### Task instructions
Please transcribe all of the records precisely.

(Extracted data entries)
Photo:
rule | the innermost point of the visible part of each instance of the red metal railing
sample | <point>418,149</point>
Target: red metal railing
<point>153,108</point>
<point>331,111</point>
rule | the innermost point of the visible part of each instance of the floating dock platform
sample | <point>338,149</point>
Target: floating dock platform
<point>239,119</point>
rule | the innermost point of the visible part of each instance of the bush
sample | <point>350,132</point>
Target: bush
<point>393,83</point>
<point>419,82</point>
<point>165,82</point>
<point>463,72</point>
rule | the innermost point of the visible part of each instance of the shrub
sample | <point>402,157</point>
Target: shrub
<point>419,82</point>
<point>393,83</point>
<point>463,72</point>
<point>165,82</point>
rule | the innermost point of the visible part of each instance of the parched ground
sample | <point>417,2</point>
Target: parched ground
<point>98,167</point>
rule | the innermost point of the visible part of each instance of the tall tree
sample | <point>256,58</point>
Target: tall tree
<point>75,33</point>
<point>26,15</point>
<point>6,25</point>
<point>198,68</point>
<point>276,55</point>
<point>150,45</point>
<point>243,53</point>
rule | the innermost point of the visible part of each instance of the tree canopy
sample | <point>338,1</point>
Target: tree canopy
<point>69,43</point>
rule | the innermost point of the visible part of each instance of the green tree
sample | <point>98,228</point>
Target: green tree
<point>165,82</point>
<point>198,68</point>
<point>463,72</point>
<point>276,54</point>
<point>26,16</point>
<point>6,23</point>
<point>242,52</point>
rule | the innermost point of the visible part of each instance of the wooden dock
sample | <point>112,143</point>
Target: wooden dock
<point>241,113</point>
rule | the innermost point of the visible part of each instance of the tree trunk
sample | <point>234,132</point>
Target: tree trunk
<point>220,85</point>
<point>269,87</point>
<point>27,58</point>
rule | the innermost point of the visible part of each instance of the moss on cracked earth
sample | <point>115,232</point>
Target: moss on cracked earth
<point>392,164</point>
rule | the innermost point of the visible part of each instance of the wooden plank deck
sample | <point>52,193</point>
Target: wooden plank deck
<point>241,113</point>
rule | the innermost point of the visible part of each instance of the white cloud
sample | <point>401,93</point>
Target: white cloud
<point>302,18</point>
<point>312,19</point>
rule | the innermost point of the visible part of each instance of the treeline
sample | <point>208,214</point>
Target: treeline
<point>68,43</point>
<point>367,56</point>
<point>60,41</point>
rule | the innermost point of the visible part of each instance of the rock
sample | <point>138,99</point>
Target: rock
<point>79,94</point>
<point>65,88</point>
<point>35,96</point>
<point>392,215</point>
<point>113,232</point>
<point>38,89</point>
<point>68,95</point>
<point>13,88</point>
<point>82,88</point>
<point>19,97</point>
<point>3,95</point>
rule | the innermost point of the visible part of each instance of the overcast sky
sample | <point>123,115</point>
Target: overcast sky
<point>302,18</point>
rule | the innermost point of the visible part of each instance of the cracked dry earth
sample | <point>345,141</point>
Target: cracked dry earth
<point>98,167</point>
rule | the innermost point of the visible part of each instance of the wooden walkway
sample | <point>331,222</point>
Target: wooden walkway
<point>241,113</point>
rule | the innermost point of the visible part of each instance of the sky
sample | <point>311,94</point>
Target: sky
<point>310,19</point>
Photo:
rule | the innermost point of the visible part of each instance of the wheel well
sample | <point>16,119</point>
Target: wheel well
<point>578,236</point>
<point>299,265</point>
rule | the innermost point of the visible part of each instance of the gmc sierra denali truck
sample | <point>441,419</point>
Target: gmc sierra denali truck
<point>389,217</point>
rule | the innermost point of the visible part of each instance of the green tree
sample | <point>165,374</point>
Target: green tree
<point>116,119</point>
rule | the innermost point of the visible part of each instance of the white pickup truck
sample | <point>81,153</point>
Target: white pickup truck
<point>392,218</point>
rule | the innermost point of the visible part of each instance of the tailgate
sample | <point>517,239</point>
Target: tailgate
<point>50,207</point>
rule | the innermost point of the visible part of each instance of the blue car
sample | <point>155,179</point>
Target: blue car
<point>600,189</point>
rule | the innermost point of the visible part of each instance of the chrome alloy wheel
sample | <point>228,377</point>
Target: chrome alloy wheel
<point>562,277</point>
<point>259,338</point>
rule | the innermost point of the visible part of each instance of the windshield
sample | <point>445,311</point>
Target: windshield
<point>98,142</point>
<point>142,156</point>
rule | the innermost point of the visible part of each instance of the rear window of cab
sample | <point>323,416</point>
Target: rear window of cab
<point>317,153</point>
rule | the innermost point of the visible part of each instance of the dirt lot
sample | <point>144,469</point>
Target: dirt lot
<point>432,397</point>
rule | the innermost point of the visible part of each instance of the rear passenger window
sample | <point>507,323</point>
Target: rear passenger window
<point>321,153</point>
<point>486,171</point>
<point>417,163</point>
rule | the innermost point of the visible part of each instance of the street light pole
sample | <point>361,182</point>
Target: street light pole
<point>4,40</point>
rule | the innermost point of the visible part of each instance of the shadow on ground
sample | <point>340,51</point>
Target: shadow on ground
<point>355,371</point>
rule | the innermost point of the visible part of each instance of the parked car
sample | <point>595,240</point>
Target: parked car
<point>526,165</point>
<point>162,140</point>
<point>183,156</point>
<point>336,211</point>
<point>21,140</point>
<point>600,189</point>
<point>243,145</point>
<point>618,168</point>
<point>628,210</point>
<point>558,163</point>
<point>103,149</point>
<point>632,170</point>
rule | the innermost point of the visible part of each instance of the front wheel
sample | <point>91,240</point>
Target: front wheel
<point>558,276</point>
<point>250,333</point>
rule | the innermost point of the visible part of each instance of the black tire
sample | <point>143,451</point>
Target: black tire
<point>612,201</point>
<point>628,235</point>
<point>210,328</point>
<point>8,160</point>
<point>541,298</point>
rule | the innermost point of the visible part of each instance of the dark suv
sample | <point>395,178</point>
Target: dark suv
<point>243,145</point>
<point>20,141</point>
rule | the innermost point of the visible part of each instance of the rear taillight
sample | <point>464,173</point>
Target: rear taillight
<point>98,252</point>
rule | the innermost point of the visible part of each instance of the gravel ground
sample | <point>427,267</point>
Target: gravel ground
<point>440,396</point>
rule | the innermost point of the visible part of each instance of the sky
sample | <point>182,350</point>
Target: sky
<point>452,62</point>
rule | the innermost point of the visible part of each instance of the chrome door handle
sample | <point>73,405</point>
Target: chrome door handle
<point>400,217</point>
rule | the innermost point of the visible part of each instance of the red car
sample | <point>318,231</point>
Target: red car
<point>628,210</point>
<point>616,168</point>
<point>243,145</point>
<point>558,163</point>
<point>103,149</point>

### Solution for this task
Photo:
rule | the innermost point of the visible part of each instance of the red metal railing
sample | <point>418,149</point>
Target: red metal railing
<point>153,108</point>
<point>331,111</point>
rule | the innermost point of the visible part of each instance of the floating dock platform
sample | <point>338,149</point>
Target: floating dock platform
<point>239,119</point>
rule | the innermost point of the visible part of each instance of the bush
sample | <point>350,132</point>
Target: bush
<point>393,83</point>
<point>419,82</point>
<point>165,82</point>
<point>463,72</point>
rule | the innermost point of the visible part of each instance of the shrub
sample | <point>402,157</point>
Target: shrub
<point>419,82</point>
<point>393,83</point>
<point>463,72</point>
<point>165,82</point>
rule | the innermost point of the visible part of each instance of the parched ground
sample | <point>417,2</point>
Target: parched ground
<point>98,167</point>
rule | the innermost point of the visible part of each instance of the tall tree
sample | <point>256,58</point>
Target: tall tree
<point>75,33</point>
<point>26,15</point>
<point>6,25</point>
<point>198,68</point>
<point>276,55</point>
<point>150,45</point>
<point>243,53</point>
rule | the innermost point of the visible part of each instance of the tree canopy
sample | <point>338,1</point>
Target: tree canopy
<point>69,43</point>
rule | the innermost point of the visible part of each instance of the green tree
sample | <point>98,228</point>
Target: green tree
<point>165,82</point>
<point>198,68</point>
<point>463,72</point>
<point>276,54</point>
<point>26,16</point>
<point>6,23</point>
<point>242,52</point>
rule | the innermost point of the visible part of each instance of the wooden dock
sample | <point>112,143</point>
Target: wooden dock
<point>241,113</point>
rule | the innermost point of the visible part of each instance of the tree trunk
sample | <point>234,132</point>
Target: tree trunk
<point>220,85</point>
<point>269,87</point>
<point>27,58</point>
rule | the innermost point of the visible part of each instance of the moss on cracked earth
sample | <point>115,232</point>
Target: moss on cracked earth
<point>392,164</point>
rule | the innermost point of the visible part of each instance of the wooden plank deck
sample | <point>52,193</point>
Target: wooden plank deck
<point>241,113</point>
rule | the innermost point of the visible part of each instance of the white cloud
sample | <point>401,93</point>
Target: white cloud
<point>302,18</point>
<point>312,19</point>
rule | the innermost point of the visible part of each instance of the treeline
sample | <point>208,214</point>
Target: treeline
<point>68,43</point>
<point>367,56</point>
<point>60,41</point>
rule | the innermost point of the visible part of each instance of the rock
sample | <point>138,99</point>
Target: rock
<point>79,94</point>
<point>65,88</point>
<point>35,96</point>
<point>392,215</point>
<point>113,232</point>
<point>38,89</point>
<point>68,95</point>
<point>13,88</point>
<point>82,88</point>
<point>19,97</point>
<point>3,95</point>
rule | the innermost point of the visible part of each instance of the overcast sky
sample | <point>123,115</point>
Target: overcast sky
<point>302,18</point>
rule | the innermost point of the visible part of each instance of the cracked dry earth
sample | <point>345,141</point>
Target: cracked dry earth
<point>98,167</point>
rule | the innermost point of the visible part of each instance of the wooden walkway
sample | <point>331,222</point>
Target: wooden walkway
<point>241,113</point>
rule | the innermost point of the visible part of each instance of the sky
sample | <point>311,94</point>
Target: sky
<point>310,19</point>
Photo:
rule | the innermost point of the visible part of each instance of the wheel well
sample | <point>16,119</point>
Target: wheel well
<point>578,236</point>
<point>299,265</point>
rule | the innermost point of the visible part of each instance of the gmc sierra denali truck
sample | <point>441,419</point>
Target: gmc sierra denali truck
<point>389,217</point>
rule | the innermost point of the visible part of each instance of the green tree
sample | <point>165,374</point>
Target: green tree
<point>116,119</point>
rule | the innermost point of the visible part of each instance of the white pickup truck
sample | <point>81,153</point>
Target: white pickup truck
<point>392,218</point>
rule | the innermost point of the visible part of each instance of the tailgate
sample | <point>517,239</point>
Target: tailgate
<point>50,207</point>
rule | the innermost point of the visible part of each instance of the blue car
sample | <point>155,179</point>
Target: blue car
<point>600,189</point>
rule | the innermost point of the visible part of each instance of the chrome alloy wheel
sample | <point>228,377</point>
Target: chrome alloy wheel
<point>562,277</point>
<point>259,338</point>
rule | the innermost point of the visible part of each instance of the windshield
sample | <point>445,311</point>
Target: windshield
<point>98,142</point>
<point>142,156</point>
rule | the innermost point of the visible part of each instance of the rear window of cab
sample | <point>323,416</point>
Target: rear window of cab
<point>317,153</point>
rule | the innermost point of the visible part of each instance of the dirt lot
sample | <point>144,469</point>
Target: dirt lot
<point>432,397</point>
rule | the innermost point of the visible part of each instance of the rear passenger window
sample | <point>507,323</point>
Target: rear passenger window
<point>321,153</point>
<point>486,171</point>
<point>417,163</point>
rule | the innermost point of the visible part of each instance of the street light pole
sample | <point>361,182</point>
Target: street light pole
<point>4,40</point>
rule | the innermost point of the visible part of each instance of the shadow on ground
sample | <point>340,51</point>
Target: shadow on ground
<point>355,371</point>
rule | the innermost point of the visible part of each instance of the parked car
sample | <point>595,240</point>
Target: parked car
<point>526,165</point>
<point>162,140</point>
<point>183,156</point>
<point>336,211</point>
<point>21,140</point>
<point>600,189</point>
<point>243,145</point>
<point>618,168</point>
<point>628,210</point>
<point>558,163</point>
<point>103,149</point>
<point>632,170</point>
rule | the innermost point of the visible part of each instance of the front wheel
sample | <point>91,240</point>
Target: front wheel
<point>558,276</point>
<point>250,333</point>
rule | the innermost point of the visible part of each instance of the black tire
sample | <point>143,451</point>
Target: black tire
<point>612,201</point>
<point>628,235</point>
<point>210,328</point>
<point>8,160</point>
<point>541,298</point>
rule | the innermost point of the visible part of each instance of the dark suv
sample | <point>395,178</point>
Target: dark suv
<point>243,145</point>
<point>20,141</point>
rule | the innermost point of the visible part of each instance of the rear taillight
sample | <point>464,173</point>
Target: rear taillight
<point>98,252</point>
rule | the innermost point of the visible part of each instance of the gravel ground
sample | <point>427,267</point>
Target: gravel ground
<point>440,396</point>
rule | the innermost point of the visible part of each instance of the sky
sample | <point>182,350</point>
Target: sky
<point>452,62</point>
rule | the innermost point of the visible part of each instance of the chrome door handle
sample | <point>73,405</point>
Target: chrome door handle
<point>400,217</point>
rule | the innermost point of the visible part of each instance of the red car
sample | <point>318,231</point>
Target: red car
<point>628,210</point>
<point>616,168</point>
<point>243,145</point>
<point>558,163</point>
<point>103,149</point>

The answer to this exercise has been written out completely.